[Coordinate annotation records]
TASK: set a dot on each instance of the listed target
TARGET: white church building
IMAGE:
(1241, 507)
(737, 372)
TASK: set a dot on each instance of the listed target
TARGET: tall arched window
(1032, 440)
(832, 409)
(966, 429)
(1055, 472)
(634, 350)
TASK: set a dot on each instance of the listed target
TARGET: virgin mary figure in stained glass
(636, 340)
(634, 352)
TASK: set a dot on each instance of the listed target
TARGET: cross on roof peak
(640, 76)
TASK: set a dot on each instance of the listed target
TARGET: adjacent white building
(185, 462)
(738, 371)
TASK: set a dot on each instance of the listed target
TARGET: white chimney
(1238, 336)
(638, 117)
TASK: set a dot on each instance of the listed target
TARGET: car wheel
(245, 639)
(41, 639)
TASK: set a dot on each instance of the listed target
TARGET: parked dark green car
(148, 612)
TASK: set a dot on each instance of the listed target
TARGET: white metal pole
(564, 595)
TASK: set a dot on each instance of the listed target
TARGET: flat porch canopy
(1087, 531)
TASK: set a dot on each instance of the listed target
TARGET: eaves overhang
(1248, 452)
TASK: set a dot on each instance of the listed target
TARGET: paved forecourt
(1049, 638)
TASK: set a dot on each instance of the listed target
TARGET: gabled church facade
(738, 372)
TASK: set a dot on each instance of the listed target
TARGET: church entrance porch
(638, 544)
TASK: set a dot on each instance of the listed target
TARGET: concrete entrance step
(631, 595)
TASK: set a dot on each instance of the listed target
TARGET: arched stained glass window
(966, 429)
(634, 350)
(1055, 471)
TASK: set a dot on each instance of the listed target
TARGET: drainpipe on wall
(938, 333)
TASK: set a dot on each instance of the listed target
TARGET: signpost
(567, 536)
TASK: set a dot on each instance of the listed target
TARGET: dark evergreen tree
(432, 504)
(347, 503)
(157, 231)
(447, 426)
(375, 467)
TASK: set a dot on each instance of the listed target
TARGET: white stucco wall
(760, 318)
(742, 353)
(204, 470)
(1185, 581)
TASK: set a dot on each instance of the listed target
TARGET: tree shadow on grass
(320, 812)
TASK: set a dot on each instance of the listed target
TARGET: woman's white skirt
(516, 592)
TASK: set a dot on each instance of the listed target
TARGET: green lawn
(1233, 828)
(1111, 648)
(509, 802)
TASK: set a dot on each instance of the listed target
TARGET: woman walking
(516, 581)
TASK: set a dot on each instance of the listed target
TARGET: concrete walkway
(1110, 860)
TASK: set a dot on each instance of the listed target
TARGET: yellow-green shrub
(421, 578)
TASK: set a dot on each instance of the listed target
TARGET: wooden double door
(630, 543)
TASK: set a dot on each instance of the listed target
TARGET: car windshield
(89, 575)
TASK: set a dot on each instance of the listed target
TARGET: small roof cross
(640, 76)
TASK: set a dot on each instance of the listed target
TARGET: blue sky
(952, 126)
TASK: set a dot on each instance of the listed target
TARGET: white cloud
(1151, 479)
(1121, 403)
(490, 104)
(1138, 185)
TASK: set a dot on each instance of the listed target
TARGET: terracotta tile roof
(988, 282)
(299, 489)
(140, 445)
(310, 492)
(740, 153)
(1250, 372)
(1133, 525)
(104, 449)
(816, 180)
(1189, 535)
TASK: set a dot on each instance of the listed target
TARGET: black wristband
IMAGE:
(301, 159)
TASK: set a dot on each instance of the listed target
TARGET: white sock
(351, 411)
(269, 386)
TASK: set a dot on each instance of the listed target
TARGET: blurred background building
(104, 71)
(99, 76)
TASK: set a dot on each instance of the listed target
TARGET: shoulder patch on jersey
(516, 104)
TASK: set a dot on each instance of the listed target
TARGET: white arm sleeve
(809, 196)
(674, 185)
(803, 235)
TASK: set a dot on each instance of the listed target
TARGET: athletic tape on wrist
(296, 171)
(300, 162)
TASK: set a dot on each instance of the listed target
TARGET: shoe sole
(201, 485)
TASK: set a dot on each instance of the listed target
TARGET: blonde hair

▶ _Task prompt_
Return each line of the data that contains the word "tree". Case counts.

▶ _Exercise answer_
TARGET: dark evergreen tree
TARGET: tree shadow on grass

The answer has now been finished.